━━━━━ Records supplied

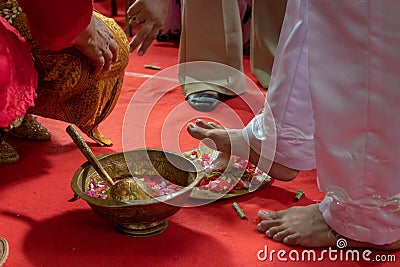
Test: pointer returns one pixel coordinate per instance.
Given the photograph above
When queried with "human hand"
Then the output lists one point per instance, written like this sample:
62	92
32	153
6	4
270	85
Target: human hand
150	14
97	43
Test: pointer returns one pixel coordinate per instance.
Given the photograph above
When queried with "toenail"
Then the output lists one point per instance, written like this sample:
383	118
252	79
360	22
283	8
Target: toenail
263	212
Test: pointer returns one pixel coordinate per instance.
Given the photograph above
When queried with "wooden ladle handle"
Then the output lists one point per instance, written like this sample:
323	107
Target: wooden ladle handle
87	152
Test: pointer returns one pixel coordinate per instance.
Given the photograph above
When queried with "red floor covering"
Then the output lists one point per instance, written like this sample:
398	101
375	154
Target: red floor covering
44	229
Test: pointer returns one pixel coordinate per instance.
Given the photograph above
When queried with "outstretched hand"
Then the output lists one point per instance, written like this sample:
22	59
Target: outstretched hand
150	15
98	44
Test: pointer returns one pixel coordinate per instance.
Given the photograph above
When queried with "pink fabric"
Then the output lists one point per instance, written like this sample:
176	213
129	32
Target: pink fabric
55	24
18	78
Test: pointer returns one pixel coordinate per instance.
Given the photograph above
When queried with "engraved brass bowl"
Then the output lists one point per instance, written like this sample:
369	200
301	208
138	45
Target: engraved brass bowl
139	217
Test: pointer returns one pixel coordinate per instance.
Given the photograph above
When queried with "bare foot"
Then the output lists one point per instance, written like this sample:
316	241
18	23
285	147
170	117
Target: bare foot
305	226
232	141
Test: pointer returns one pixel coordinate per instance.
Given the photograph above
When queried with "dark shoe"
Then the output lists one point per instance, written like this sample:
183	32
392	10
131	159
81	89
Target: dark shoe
3	251
203	101
7	154
31	129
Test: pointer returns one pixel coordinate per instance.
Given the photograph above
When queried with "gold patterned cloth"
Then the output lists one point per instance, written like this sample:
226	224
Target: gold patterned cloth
67	89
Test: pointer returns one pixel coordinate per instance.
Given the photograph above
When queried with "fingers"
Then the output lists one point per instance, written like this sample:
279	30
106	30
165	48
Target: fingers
98	63
134	9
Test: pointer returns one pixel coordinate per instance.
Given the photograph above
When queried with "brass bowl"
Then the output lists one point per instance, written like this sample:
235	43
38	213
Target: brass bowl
139	217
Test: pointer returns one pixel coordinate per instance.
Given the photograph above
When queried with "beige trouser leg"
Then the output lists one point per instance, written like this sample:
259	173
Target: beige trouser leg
211	31
267	18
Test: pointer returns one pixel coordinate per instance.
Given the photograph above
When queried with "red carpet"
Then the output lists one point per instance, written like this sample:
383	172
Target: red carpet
44	229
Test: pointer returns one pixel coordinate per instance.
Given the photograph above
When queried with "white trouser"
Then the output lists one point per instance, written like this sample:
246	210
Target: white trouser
353	110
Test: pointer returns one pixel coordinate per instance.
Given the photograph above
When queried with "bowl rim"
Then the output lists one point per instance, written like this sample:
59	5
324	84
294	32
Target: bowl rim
117	203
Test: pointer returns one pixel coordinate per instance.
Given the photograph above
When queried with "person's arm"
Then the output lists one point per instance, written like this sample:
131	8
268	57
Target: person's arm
150	14
59	24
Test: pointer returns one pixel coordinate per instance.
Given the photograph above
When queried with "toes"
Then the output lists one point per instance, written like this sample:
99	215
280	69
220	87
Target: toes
292	239
197	132
265	225
208	125
268	215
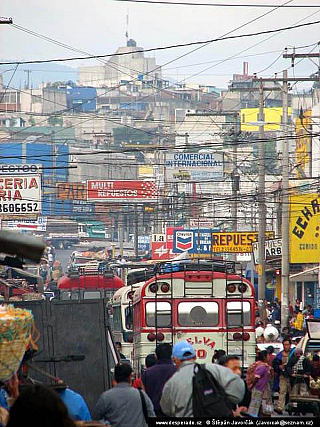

━━━━━━━━━━

→ **Stated problem**
Pull out each line in the records above that contains the string "trouser".

→ **The response**
When queried with "beige trouser leg"
Target: beige trouser leg
When queried with "white trouser"
Target: white trouser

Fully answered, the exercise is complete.